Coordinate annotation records
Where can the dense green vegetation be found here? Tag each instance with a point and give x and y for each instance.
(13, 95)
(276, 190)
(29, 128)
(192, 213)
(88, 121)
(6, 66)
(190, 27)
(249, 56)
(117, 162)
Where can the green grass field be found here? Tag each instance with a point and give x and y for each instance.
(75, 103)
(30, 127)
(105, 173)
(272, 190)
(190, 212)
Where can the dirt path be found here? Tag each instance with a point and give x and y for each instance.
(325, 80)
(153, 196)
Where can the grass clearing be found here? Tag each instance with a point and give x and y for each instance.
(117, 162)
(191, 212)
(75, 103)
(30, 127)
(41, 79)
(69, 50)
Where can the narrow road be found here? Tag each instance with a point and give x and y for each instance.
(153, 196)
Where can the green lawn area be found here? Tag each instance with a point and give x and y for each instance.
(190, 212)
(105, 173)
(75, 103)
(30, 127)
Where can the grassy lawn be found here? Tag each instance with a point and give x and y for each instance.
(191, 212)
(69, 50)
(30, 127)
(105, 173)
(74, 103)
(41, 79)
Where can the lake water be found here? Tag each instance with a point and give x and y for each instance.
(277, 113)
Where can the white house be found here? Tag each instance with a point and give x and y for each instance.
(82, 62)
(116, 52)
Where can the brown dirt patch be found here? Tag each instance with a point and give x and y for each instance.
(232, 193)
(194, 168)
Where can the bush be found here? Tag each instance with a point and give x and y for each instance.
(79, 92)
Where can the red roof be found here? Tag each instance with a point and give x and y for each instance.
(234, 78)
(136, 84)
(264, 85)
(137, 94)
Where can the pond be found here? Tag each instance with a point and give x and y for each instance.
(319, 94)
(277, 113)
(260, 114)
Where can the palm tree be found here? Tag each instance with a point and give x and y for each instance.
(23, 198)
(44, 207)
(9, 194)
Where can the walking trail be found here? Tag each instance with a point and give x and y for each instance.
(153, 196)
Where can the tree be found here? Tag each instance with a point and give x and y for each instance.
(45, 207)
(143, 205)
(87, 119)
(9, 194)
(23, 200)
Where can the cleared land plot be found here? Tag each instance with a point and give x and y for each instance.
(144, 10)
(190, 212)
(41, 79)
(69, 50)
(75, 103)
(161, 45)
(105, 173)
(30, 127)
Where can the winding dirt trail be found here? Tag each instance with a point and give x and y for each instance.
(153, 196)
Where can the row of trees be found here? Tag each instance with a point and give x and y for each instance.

### [Objective]
Output every line of the items above as a numbered list, omitting any blank lines.

### [Task solution]
1. Where can the dense green vegetation be found here? Tag each instance with a point and give x and y for each instance.
2. (13, 95)
3. (276, 190)
4. (29, 128)
5. (192, 213)
6. (88, 121)
7. (6, 66)
8. (190, 27)
9. (249, 56)
10. (117, 162)
11. Where can the green grass field be found here? Tag each instance with a point and give x and y for each instance.
12. (75, 103)
13. (30, 127)
14. (105, 173)
15. (272, 190)
16. (190, 212)
17. Where can the dirt path be found here? Tag each instance with a point and give x and y for each instance.
18. (325, 80)
19. (153, 196)
20. Where can the grass clearing be found here? Tag each instance with a point and give x and y for each instance.
21. (117, 162)
22. (191, 212)
23. (75, 103)
24. (30, 127)
25. (41, 79)
26. (69, 50)
27. Where can the narrow road be found here? Tag each instance with a point and give x and y for each instance.
28. (153, 196)
29. Where can the green lawn area be found here? Tag each instance with a point and give x and y for each instance.
30. (190, 212)
31. (105, 173)
32. (75, 103)
33. (30, 127)
34. Where can the grassy lawn be found here? Tag each instance with a point and give x and y for each instance.
35. (191, 212)
36. (69, 50)
37. (30, 127)
38. (105, 173)
39. (74, 103)
40. (41, 79)
41. Where can the lake water be found here? Tag each instance with a point and give x and y for each instance.
42. (277, 113)
43. Where can the white house be found here? Tag each instance with a point and give x and y for each instance.
44. (82, 62)
45. (116, 52)
46. Where can the brown dirt patch be found here? Tag each instance with a point and give x and y for each instance.
47. (232, 193)
48. (194, 168)
49. Where can the bush be found here? Tag each instance with a point and give x and y for each instance.
50. (79, 92)
51. Where can the red roof be found here? Tag each instance with a point and give x and y for each instance.
52. (234, 78)
53. (136, 84)
54. (264, 85)
55. (137, 94)
56. Where can the pond be found here? Tag each instance with a point and give x and y for each instance.
57. (319, 94)
58. (277, 113)
59. (260, 114)
60. Where can the palm tree be found here? Tag each instance with a point and give x and y for each instance.
61. (23, 198)
62. (44, 207)
63. (9, 194)
64. Where can the walking trail be found here? Tag each instance with a point and give x and y for each instance.
65. (153, 196)
66. Where can the tree be found here? Tag each instance with a point and give x and y for each instance.
67. (45, 207)
68. (143, 205)
69. (87, 119)
70. (9, 194)
71. (23, 200)
72. Where can the cleared land plot be found here? Tag each instance with a point and give x and y for each instance.
73. (144, 10)
74. (190, 212)
75. (41, 79)
76. (69, 50)
77. (75, 103)
78. (161, 45)
79. (105, 173)
80. (30, 127)
81. Where can the winding dirt trail be found here? Tag each instance with a point and give x and y for each instance.
82. (153, 196)
83. Where can the row of trees be found here? Tag each instance with a point and give x and y for each instance.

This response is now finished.